EXTRACTED TEXT
::::::::::

The Queen v Jamie Fawcett

Case

[2001] NZCA 192

28 June 2001


IN THE COURT OF APPEAL OF NEW ZEALAND CA113/01

THE QUEEN

V

JAMIE FAWCETT

Hearing: 28 June 2001
Coram: Richardson P
Blanchard J
Randerson J
Appearances: E R Fairbrother for Appellant
J C Pike for Crown
Judgment: 28 June 2001

JUDGMENT OF THE COURT DELIVERED BY BLANCHARD J

  1. The appellant stood trial on a charge of driving a motor vehicle on a road with excess breath alcohol and a charge of wilfully attempting to pervert the course of justice by requesting a Mr Matamata to make a false statement.  At the end of the Crown case she pleaded guilty to the driving charge.  She was found guilty by the jury on the other charge and appeals her conviction on the ground that the trial Judge failed to direct the jury on what in law amounted to an attempt under s117(d) of the Crimes Act 1961:

    117     Corrupting juries and witnesses

    Every one is liable to imprisonment for a term not exceeding 7 years who—

    (d)      Wilfully attempts in any other way to obstruct, prevent, pervert, or defeat the course of justice.

  2. At the trial the evidence against the appellant relevant to the present appeal was given by Mr Matamata, who is her brother-in-law, and by his former partner, Miss Tai.

  3. Mr Matamata testified that there were only two people in the car, himself and the appellant, when the driving incident occurred.  He described himself as quite drunk.  In fact when the police arrived at the scene he was asleep on the bonnet of the car.

  4. Two or three nights after the incident, he said, the appellant and her co-accused, Mr Watson, who pleaded guilty after the close of the Crown case to a separate incident of attempting to pervert the course of justice, had come to the place where Mr Matamata was living with Miss Tai.  Mr Matamata said that they asked him if he could go with them to see Ms Fawcett’s lawyer to change what he had put in his statement to the police about the driving incident.  He was to say that there had been three people in the car, not two.

  5. He and Miss Tai went to the office of a lawyer and, in the presence of the appellant, spoke to the lawyer.  He had told the lawyer that he had been asleep which, Mr Matamata said, was not true.  Asked in evidence-in-chief “Did you say anything about who was driving”?  the witness replied “no only that one that I can’t remember his name”.  He said he had remained at the office of the lawyer for about ten to twenty minutes.

  6. Under cross-examination by Mr Fairbrother, Mr Matamata was asked whether he had told the lawyer that Stephen Tiopera was the driver of the vehicle.  He denied having done so.  “All I told him that I was asleep”.  He did not think he had told the lawyer who was driving the car.  Once he had told the lawyer he was asleep, the lawyer had said that he did not need Mr Matamata any more.

::::::::::

ITEMS
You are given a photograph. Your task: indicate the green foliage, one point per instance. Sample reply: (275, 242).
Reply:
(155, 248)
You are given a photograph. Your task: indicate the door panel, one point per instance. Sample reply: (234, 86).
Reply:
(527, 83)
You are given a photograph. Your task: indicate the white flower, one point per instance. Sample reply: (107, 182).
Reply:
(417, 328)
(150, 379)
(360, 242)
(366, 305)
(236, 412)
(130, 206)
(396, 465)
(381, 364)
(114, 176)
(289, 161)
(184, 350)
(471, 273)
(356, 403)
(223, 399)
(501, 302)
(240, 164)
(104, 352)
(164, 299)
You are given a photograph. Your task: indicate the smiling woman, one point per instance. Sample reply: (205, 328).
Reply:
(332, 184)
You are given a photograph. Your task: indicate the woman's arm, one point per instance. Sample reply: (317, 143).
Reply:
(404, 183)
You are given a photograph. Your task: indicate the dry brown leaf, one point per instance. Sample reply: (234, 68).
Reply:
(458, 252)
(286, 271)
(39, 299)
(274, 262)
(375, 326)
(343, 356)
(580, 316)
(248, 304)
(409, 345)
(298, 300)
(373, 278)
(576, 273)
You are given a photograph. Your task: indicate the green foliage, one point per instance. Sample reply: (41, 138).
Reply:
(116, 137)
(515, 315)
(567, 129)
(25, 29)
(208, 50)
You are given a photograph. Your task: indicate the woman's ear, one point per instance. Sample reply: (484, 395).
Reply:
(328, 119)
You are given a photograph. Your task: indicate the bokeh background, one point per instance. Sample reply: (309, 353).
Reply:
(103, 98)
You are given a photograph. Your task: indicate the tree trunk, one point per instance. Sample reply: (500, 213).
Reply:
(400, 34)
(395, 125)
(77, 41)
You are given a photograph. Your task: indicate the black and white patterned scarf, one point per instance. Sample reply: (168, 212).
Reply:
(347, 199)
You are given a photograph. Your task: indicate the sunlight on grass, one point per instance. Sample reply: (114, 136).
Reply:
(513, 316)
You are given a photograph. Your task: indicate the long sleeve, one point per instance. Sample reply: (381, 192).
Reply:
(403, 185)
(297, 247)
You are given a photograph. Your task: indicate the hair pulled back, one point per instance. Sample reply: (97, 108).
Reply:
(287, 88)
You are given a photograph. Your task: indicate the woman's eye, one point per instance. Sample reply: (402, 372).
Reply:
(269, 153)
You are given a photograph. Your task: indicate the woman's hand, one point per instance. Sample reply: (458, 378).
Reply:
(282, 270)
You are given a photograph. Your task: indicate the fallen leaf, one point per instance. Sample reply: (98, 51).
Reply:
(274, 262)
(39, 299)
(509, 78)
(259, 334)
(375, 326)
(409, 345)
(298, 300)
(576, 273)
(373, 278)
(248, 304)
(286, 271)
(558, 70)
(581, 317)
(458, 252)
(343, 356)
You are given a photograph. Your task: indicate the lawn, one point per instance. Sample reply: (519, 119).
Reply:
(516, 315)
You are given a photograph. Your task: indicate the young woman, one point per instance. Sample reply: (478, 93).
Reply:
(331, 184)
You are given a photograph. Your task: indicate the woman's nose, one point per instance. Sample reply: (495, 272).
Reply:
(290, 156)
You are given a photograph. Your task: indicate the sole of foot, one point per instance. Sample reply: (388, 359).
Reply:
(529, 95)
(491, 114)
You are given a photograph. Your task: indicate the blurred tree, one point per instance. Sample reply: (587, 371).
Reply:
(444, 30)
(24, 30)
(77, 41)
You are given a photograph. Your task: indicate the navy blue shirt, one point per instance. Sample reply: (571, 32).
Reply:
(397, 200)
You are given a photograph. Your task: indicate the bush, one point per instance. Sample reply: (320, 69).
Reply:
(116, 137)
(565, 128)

::::::::::

EXERCISE SET
a) In three sentences, summarize the judgment above. Base every clause on something the judgment states.
b) For each statement below, say yes or no to whether it agrees with the judgment above, and quote the judgment's deciding words: (i) Mr Matamata is the appellant's brother-in-law. (ii) When the police arrived, Mr Matamata was sitting in the driver's seat. (iii) Under cross-examination, Mr Matamata agreed that he had told the lawyer Stephen Tiopera was the driver.

EXERCISE SOLUTIONS
a) The appellant was tried for driving with excess breath alcohol and for wilfully attempting to pervert the course of justice by asking Mr Matamata to make a false statement. She pleaded guilty to the driving charge at the end of the Crown case and was convicted by the jury on the other charge. She appeals that conviction on the ground that the trial Judge failed to direct the jury on what in law amounted to an attempt under s117(d) of the Crimes Act 1961.

b)
(i) Yes: "Mr Matamata, who is her brother-in-law"
(ii) No: "when the police arrived at the scene he was asleep on the bonnet of the car"
(iii) No: "He denied having done so."